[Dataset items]
┄┄┄┄┄┄┄┄┄┄
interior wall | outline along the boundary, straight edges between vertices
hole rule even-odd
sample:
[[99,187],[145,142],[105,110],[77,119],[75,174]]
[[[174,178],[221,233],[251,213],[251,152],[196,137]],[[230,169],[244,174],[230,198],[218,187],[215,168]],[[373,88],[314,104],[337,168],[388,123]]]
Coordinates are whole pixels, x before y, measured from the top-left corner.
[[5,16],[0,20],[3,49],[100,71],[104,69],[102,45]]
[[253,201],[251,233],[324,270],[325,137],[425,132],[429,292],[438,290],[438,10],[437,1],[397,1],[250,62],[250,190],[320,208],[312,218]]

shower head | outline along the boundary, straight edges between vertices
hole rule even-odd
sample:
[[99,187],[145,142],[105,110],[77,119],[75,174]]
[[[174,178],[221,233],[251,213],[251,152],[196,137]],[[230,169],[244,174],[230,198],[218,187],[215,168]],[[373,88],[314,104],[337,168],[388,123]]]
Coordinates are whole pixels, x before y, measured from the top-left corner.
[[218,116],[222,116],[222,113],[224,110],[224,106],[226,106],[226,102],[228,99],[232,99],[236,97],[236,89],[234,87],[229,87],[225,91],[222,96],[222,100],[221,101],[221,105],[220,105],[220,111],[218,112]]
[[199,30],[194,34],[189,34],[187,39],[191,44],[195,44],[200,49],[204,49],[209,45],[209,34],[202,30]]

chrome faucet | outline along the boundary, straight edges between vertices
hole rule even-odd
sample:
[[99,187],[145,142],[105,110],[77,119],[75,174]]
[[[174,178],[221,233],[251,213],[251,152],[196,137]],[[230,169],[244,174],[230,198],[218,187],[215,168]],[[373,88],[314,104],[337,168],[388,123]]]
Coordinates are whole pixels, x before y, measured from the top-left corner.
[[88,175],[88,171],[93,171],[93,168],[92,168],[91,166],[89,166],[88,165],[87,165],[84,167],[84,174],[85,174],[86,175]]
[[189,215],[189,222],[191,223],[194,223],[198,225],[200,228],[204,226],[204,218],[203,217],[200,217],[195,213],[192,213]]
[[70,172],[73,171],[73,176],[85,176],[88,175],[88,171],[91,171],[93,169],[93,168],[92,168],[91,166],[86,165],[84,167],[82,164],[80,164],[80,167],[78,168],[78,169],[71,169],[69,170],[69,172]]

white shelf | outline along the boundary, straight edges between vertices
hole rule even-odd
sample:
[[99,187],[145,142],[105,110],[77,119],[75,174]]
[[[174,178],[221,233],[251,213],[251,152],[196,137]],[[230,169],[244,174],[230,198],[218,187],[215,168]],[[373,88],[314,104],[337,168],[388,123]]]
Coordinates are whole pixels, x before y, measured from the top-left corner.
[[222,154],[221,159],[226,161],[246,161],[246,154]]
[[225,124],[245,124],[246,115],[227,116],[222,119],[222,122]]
┄┄┄┄┄┄┄┄┄┄
Rewrite the stretch from the first of the items above through the line containing "[[5,16],[0,20],[3,49],[100,71],[104,69],[102,45]]", switching "interior wall" to "partition wall" and leaving everything else unchanged.

partition wall | outline along the boundary, straight edges between vertices
hole rule even-odd
sample:
[[99,187],[145,142],[105,110],[77,119],[75,174]]
[[[174,178],[221,233],[251,213],[251,152],[196,137]],[[230,169],[244,174],[230,198],[218,187],[215,168]],[[373,88],[314,104],[337,168],[388,123]]]
Coordinates are whole pixels, x before y, measured from the top-left corner.
[[5,16],[0,20],[3,49],[100,71],[104,69],[102,45]]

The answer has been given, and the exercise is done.